EXERCISE DETAILS: Retype exactly the lines that run from the line with "Question. The picture above shows the pointed" to the final line of the entries, keeping both ends and nothing else.

RECORD EXTRACTS:
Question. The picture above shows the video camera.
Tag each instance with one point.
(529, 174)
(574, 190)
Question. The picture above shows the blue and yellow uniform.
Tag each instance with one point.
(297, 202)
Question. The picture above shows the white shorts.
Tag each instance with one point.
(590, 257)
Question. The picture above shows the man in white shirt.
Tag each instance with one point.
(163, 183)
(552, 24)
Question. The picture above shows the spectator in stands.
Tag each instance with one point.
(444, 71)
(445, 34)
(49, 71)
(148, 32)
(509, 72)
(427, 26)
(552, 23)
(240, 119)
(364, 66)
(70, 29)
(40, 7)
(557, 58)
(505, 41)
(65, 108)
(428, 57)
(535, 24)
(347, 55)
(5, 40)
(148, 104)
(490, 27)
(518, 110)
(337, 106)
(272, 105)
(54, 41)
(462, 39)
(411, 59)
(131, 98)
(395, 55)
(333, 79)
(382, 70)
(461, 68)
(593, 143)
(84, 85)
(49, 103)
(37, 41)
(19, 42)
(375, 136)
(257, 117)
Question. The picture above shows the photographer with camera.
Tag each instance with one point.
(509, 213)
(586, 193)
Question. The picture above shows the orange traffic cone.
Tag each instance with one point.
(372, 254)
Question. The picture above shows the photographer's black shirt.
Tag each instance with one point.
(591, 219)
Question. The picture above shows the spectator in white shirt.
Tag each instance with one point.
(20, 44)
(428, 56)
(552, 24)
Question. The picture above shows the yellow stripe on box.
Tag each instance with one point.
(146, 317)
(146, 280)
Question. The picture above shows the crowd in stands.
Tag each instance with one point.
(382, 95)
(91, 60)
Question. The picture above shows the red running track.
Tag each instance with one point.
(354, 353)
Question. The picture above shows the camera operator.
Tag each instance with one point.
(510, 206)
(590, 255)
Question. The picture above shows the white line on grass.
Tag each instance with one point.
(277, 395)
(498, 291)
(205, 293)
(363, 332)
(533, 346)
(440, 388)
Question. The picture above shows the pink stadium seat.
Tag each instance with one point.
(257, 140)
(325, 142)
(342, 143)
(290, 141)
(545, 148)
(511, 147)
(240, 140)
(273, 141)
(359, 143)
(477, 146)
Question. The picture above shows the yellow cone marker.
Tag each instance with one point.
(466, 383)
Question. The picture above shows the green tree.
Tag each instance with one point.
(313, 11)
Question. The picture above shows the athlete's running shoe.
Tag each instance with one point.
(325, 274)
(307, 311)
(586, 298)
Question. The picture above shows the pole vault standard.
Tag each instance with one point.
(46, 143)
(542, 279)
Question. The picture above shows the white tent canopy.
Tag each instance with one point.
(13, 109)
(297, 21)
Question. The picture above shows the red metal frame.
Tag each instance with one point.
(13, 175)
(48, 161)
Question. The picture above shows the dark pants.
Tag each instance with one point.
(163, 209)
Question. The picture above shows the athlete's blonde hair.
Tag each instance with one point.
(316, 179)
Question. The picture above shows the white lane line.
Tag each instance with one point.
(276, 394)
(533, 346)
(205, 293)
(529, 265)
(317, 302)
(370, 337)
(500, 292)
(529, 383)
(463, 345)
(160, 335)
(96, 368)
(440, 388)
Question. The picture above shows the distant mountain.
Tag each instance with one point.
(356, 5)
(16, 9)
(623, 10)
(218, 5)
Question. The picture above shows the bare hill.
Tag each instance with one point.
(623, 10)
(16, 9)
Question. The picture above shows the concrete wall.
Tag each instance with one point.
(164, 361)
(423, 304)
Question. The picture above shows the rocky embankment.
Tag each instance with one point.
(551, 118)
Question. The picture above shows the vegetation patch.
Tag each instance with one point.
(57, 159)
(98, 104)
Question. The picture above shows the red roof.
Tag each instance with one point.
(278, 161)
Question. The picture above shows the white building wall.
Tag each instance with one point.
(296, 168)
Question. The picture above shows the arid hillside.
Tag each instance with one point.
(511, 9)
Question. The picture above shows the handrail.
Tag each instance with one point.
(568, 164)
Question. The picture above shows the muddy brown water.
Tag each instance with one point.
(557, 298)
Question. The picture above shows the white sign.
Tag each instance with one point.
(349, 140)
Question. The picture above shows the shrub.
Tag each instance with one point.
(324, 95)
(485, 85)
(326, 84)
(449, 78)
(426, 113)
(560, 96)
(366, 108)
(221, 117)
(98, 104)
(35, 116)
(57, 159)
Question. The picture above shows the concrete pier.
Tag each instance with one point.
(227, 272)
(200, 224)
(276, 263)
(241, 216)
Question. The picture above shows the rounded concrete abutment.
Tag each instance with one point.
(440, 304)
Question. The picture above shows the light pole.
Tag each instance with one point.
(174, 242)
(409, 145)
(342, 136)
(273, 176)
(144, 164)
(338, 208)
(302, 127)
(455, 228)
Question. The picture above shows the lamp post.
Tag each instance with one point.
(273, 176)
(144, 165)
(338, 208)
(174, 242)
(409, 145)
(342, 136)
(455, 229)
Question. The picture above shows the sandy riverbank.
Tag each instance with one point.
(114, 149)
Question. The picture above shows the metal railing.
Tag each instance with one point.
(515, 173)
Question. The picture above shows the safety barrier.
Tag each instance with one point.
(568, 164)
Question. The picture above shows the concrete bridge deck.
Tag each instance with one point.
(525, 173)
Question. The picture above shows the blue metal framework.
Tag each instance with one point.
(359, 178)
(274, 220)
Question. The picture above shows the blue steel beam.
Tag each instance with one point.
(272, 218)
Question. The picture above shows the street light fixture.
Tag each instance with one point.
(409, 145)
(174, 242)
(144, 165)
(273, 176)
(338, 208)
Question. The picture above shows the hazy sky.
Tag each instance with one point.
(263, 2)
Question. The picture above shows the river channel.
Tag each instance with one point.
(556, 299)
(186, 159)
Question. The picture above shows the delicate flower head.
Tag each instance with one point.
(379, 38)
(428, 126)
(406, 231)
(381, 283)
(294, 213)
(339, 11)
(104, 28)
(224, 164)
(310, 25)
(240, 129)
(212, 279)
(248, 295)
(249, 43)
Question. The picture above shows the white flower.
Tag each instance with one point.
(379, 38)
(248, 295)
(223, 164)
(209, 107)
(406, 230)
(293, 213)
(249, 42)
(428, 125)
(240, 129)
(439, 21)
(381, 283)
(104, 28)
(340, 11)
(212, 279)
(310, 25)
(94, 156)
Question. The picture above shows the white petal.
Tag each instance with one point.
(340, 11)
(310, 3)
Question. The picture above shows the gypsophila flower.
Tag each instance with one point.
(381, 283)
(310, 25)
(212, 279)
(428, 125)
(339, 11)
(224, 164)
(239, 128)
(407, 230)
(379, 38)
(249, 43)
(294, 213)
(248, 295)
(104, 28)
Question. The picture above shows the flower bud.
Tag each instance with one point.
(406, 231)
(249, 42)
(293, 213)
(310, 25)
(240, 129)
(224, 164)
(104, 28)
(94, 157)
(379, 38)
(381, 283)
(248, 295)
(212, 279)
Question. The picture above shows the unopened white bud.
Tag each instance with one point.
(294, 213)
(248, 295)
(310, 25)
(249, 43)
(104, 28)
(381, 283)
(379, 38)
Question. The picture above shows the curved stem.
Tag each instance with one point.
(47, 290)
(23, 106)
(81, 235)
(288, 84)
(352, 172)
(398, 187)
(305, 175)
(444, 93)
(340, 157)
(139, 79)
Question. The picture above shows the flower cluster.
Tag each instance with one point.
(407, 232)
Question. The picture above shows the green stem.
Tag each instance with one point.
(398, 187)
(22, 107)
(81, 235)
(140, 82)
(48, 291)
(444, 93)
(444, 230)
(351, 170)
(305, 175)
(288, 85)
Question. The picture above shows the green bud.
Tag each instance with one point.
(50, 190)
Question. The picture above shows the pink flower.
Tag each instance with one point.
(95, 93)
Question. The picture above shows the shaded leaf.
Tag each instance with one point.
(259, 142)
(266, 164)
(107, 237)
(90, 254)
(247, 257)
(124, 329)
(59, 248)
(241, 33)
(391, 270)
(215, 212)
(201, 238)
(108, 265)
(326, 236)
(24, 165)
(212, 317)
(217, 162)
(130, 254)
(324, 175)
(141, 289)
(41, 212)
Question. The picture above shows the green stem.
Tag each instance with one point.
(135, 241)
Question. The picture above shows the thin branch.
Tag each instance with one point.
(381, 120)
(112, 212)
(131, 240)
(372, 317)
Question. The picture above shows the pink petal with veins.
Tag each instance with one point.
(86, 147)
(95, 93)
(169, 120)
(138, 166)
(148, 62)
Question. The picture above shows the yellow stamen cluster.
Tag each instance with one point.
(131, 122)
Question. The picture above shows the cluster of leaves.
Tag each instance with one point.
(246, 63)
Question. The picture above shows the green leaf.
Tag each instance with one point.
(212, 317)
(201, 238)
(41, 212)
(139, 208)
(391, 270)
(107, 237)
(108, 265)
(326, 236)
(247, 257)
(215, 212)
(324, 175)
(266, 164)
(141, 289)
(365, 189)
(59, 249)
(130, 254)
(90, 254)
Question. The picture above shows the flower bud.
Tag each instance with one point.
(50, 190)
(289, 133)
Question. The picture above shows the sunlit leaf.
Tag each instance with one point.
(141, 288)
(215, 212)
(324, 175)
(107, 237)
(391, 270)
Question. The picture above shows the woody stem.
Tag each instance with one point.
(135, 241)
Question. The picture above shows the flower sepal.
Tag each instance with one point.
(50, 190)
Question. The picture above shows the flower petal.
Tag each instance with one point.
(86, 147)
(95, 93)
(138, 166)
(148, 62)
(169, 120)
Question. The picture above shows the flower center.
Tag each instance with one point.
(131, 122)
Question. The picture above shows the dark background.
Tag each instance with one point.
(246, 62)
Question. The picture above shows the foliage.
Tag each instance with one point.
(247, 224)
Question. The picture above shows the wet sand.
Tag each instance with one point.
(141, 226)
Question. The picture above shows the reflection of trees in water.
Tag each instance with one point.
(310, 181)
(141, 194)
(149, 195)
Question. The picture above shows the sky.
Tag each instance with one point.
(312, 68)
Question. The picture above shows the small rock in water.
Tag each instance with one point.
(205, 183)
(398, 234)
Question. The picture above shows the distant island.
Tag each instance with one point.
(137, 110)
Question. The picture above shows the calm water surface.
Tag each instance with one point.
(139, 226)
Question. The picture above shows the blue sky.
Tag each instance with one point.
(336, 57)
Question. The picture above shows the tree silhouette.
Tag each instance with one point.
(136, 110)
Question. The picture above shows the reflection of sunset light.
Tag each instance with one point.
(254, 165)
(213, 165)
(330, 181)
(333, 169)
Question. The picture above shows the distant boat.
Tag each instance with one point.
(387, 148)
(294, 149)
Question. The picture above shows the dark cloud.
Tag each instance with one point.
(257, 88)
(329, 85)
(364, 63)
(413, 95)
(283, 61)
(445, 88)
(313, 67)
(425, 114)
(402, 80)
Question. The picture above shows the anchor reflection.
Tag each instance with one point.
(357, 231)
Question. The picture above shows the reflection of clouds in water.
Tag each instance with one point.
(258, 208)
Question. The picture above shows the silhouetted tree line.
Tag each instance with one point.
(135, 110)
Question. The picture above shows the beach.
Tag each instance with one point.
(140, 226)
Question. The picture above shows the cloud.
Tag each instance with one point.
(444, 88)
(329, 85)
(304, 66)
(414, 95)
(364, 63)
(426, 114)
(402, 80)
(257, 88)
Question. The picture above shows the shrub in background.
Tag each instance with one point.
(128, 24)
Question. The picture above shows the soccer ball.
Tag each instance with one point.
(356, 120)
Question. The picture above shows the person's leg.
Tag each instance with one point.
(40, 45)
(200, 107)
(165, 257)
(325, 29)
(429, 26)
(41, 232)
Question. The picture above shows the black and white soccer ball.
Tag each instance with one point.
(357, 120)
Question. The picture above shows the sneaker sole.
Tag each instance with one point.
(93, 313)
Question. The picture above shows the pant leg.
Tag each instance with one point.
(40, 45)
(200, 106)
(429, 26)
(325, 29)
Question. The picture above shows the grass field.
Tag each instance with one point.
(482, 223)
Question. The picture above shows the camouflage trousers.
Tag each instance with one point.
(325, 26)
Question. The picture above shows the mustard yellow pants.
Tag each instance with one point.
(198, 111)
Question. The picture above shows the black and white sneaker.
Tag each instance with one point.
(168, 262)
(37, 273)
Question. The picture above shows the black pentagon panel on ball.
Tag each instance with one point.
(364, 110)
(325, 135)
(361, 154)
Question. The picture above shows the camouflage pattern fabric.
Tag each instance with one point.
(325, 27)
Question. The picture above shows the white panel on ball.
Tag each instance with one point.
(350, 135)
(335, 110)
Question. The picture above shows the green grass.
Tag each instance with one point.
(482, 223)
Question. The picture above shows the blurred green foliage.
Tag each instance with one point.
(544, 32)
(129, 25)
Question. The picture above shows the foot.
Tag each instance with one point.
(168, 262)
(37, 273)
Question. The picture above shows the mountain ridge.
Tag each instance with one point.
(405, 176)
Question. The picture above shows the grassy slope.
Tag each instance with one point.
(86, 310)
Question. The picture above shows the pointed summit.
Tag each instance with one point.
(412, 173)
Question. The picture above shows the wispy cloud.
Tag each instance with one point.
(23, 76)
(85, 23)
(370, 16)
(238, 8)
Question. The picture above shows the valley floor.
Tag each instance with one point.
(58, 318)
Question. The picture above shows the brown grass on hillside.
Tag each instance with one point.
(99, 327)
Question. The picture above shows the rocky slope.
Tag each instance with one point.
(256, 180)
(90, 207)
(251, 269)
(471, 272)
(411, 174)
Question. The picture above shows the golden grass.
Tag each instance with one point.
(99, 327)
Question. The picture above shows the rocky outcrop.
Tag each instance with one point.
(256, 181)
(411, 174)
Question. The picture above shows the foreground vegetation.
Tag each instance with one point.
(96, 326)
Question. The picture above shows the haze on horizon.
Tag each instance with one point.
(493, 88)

RIGHT ANSWER:
Question. The picture above shows the pointed summit.
Tag each instance with one point.
(412, 173)
Question. The picture above shows the wispy cloud.
Tag each instance with one point.
(23, 76)
(85, 23)
(370, 16)
(238, 8)
Question. The picture above shows the valley floor.
Tag each instance with one point.
(58, 318)
Question. The picture above shows the brown grass on hillside.
Tag each instance with one point.
(99, 327)
Question. The picture above shows the rocky slope.
Tag each instance with one point.
(256, 180)
(90, 207)
(251, 269)
(471, 272)
(411, 174)
Question. The picture above shows the golden grass.
Tag each instance with one point.
(99, 327)
Question. The picture above shows the rocky outcrop.
Tag each instance with one point.
(256, 181)
(411, 174)
Question. The picture above shows the foreground vegetation.
Tag each instance with one point.
(96, 326)
Question. The picture above shows the haze on horizon.
Tag each instance with one point.
(493, 88)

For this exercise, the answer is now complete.